◆ BRIEF
Reproduce each line exactly.

* Start EXTRACTED DATA *

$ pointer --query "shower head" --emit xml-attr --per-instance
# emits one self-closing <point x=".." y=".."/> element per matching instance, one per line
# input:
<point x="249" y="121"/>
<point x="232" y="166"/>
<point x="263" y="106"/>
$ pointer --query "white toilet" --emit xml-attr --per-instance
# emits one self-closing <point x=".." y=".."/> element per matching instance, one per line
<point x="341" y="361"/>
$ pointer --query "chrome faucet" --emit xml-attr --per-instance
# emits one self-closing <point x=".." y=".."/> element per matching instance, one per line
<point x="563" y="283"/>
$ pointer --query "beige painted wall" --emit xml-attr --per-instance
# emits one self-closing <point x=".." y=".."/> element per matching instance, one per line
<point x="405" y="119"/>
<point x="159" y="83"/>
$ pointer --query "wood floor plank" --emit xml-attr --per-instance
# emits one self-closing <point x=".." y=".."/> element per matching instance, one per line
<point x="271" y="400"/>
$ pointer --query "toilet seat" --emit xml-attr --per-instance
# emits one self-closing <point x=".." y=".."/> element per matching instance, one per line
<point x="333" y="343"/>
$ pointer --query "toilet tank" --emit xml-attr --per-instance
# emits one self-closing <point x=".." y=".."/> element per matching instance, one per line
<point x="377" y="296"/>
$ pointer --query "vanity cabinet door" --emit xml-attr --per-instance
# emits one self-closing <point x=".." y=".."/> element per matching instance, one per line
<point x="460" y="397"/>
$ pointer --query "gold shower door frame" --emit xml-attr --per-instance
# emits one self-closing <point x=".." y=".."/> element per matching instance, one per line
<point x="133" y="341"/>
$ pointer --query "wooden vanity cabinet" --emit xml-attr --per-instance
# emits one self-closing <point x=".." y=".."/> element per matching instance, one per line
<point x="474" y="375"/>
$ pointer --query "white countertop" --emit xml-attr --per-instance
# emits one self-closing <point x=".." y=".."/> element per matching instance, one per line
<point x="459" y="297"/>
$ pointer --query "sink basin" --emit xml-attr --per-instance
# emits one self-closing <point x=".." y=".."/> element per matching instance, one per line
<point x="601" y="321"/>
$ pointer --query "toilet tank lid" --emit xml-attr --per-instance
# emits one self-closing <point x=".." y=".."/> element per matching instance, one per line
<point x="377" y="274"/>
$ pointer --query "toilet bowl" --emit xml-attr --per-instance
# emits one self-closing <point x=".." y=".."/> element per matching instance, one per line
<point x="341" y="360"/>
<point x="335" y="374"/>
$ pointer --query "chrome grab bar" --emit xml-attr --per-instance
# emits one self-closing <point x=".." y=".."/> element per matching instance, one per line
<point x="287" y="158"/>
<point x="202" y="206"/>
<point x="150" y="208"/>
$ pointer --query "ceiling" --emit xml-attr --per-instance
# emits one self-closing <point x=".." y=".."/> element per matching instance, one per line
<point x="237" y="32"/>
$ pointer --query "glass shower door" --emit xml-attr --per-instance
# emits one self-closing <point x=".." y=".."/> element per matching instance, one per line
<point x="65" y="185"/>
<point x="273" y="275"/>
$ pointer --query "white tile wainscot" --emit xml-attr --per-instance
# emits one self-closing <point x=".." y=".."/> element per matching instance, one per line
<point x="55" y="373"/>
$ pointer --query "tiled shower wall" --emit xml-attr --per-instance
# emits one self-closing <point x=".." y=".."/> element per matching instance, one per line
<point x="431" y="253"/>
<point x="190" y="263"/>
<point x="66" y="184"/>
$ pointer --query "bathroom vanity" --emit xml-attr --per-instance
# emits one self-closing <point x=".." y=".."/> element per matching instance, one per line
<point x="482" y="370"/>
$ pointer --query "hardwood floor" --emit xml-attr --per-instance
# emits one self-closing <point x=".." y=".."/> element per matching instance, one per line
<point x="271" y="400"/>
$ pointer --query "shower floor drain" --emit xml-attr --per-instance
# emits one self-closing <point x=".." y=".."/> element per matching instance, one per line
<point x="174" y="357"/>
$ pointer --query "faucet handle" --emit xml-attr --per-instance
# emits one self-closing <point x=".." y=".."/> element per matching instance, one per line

* End EXTRACTED DATA *

◆ RESULT
$ pointer --query "shower head" --emit xml-attr --per-instance
# emits one self-closing <point x=".." y=".."/> element per matching instance, one per line
# input:
<point x="249" y="121"/>
<point x="232" y="166"/>
<point x="263" y="106"/>
$ pointer --query "white toilet" --emit xml-attr --per-instance
# emits one self-closing <point x=".." y=".."/> element per matching instance, one per line
<point x="341" y="361"/>
$ pointer --query "chrome faucet" --emit xml-attr --per-instance
# emits one self-closing <point x=".." y=".."/> element per matching instance, one per line
<point x="563" y="283"/>
$ pointer --query "beige painted wall" --emit xml-attr --per-instance
# emits one self-closing <point x=".." y=".."/> element per matching instance, one per line
<point x="405" y="119"/>
<point x="159" y="83"/>
$ pointer --query "wood floor plank" --emit xml-attr --per-instance
# emits one self-closing <point x=".." y=".."/> element per matching instance, one per line
<point x="271" y="400"/>
$ pointer --query "toilet seat" --emit xml-attr --per-instance
# emits one self-closing <point x=".." y=".."/> element per matching instance, one per line
<point x="333" y="343"/>
$ pointer --query "toilet tank" --emit xml-attr --per-instance
# emits one self-closing <point x=".." y=".."/> element per matching instance, one per line
<point x="377" y="296"/>
$ pointer --query "vanity cabinet door" --emit xml-attr --per-instance
# emits one self-closing <point x=".." y=".."/> element per matching instance, one per line
<point x="460" y="397"/>
$ pointer --query "gold shower door frame" --emit xml-attr --per-instance
# emits one self-closing <point x=".." y=".."/> element per matching instance, one per line
<point x="133" y="341"/>
$ pointer --query "wooden vanity cabinet" --emit xml-attr --per-instance
# emits one self-closing <point x=".." y=".."/> element per matching instance, one per line
<point x="474" y="375"/>
$ pointer --query "white countertop" --emit xml-attr --per-instance
# emits one self-closing <point x=".." y=".."/> element per matching instance, one per line
<point x="459" y="297"/>
$ pointer --query "sink basin" --emit xml-attr --per-instance
# emits one self-closing <point x=".." y=".."/> element per matching instance, one per line
<point x="601" y="321"/>
$ pointer --query "toilet tank lid" --emit xml-attr --per-instance
# emits one self-closing <point x=".." y=".."/> element per matching instance, one per line
<point x="377" y="274"/>
$ pointer --query "toilet bowl" --emit xml-attr --per-instance
# emits one self-closing <point x=".." y=".."/> element per matching instance, one per line
<point x="341" y="360"/>
<point x="335" y="374"/>
$ pointer --query "chrome grab bar" --emit xml-attr --per-instance
# emits one self-closing <point x=".." y=".."/> element per matching instance, one per line
<point x="287" y="158"/>
<point x="202" y="206"/>
<point x="150" y="208"/>
$ pointer --query "ceiling" --emit xml-attr --per-instance
# emits one self-closing <point x=".." y=".."/> element per matching instance, one per line
<point x="237" y="32"/>
$ pointer --query "glass shower door" --emit xml-attr --per-instance
# emits one self-closing <point x=".." y=".."/> element per matching instance, one per line
<point x="65" y="185"/>
<point x="273" y="275"/>
$ pointer --query "white tile wainscot" --emit xml-attr --per-instance
# emits one self-closing <point x=".." y=".."/> element per matching instance, one per line
<point x="55" y="373"/>
$ pointer --query "tiled shower wall" --emit xml-attr --per-instance
# emits one self-closing <point x=".." y=".."/> element per matching instance, one per line
<point x="431" y="253"/>
<point x="190" y="263"/>
<point x="66" y="184"/>
$ pointer --query "bathroom vanity" --emit xml-attr --per-instance
# emits one self-closing <point x=".." y=".."/> element per matching instance, one per line
<point x="482" y="370"/>
$ pointer --query "hardwood floor" --emit xml-attr --per-instance
# emits one self-closing <point x=".." y=".."/> element per matching instance, one per line
<point x="271" y="400"/>
$ pointer --query "shower floor drain" --emit xml-attr --per-instance
# emits one self-closing <point x=".." y=".."/> element per matching instance, one per line
<point x="174" y="357"/>
$ pointer --query "faucet handle" --emit xml-attr --per-instance
# emits one self-closing <point x=".." y=".."/> element per matching instance, one per line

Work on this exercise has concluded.